Provided text:
● ● ● ● ● ● ●

Venue details

Address (not for correspondence):
Roseville Community Centre , Le Petit Bouet, St Peter Port, Guernsey, Channel Islands, GY1 2BY

Opening hours

Days & Times: Wednesday 3.15pm - 7pm and Saturdays 8.30am to 4pm

Centre charges

No charge for service

Services available here

Supported contact

Supervised contact

Handover

Supervised contact assessment

Escorted contact

Life story identity contact

Enhanced Accredited

Virtual Contact (Supervised)

Contact

Telephone: 01481 726473

Alternative: 07781 138504

Email: supervisedcontact@gccc.org.gg

Notes from this centre

COVID-19 UPDATE: Centre is open for contact sessions from 1st July 2020 (updated 11.8.20)

● ● ● ● ● ● ●

Activities:
A - Write out the part of the Roseville Community Centre venue details starting at "Alternative: 07781 138504" and ending at "2020 (updated 11.8.20)".
B - Continue the Roseville Community Centre venue details past their last line.
The listing after this point has no connection to the Roseville Community Centre venue details.

Dataset content:
● ● ● ● ● ● ●

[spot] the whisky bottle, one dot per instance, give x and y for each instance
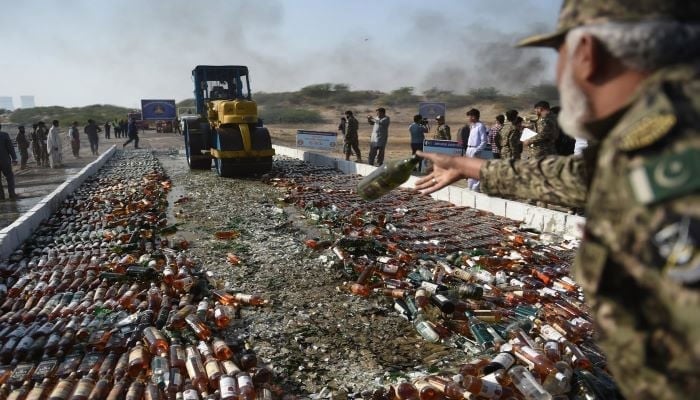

● ● ● ● ● ● ●

Responses to the tasks:
A -
Alternative: 07781 138504

Email: supervisedcontact@gccc.org.gg

Notes from this centre

COVID-19 UPDATE: Centre is open for contact sessions from 1st July 2020 (updated 11.8.20)

B -
Accreditation Summary

Date: 20/01/2022

Summary:

Guernsey Child Contact Centre is a well-managed small charity offering supported, supervised and handover contacts based at Roseville Community Centre in St Peter’s Port. The centre has full use of the building, renting it from Guernsey Housing Association and comes under the umbrella of ‘Safer’ – a larger charity that oversees the domestic abuse strategy and services for the islands. The service is based in a community complex with car parking, in the town centre on the main bus routes. Referrals come from the Family Proceedings Advisory Service (FPA) which was formerly known as the Safeguarder Service and works for the Courts, independently of any other States Committees or agency, to safeguard and promote the interests of children and young people involved in Family Court proceedings and ensure that children’s views are heard. It incorporates the Family Mediation Service. Guernsey Child Contact Centre can take both public and private law referrals, but predominantly operates within private law proceedings. The reaccreditation, due to the covid pandemic, took place via MS Teams.

Guernsey Child Contact Centre has been operating since 2008, initially as a supported centre based in a church building.  With the support of the then NACCC Regional Support Manager they were able to develop the supervised service.  For the past six years the manager has been in post working with six centre co-ordinators/contact supervisors and six volunteers, the latter covering the supported centre.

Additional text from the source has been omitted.